Go through the lines below and copy each one that holds the string "this".

- **SUPPLIED RECORDS**:
═══

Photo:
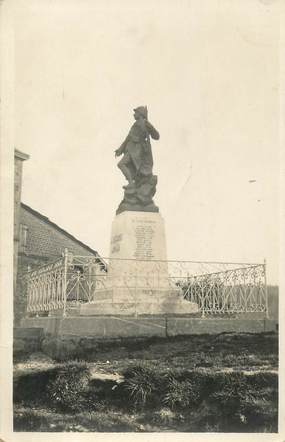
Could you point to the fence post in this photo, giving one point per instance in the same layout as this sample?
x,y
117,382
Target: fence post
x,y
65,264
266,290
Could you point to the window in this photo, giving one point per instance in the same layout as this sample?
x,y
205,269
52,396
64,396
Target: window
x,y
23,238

═══

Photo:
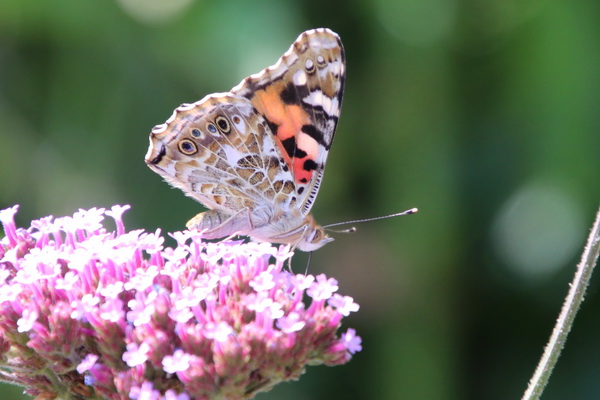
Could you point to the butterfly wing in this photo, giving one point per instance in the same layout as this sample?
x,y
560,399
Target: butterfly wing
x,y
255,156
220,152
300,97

═══

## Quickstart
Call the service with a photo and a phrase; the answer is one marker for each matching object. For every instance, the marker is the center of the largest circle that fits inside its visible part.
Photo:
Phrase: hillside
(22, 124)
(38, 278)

═══

- **RESPONSE BOX**:
Could you point to the fence post in this photo, giving one point per instance in the same layout as this sample?
Could you point to the window in this photo, giving one point per instance in the same layout as this sample?
Could you point to the butterfly wing in this photo, giving one point per instance in the same layout as this sample?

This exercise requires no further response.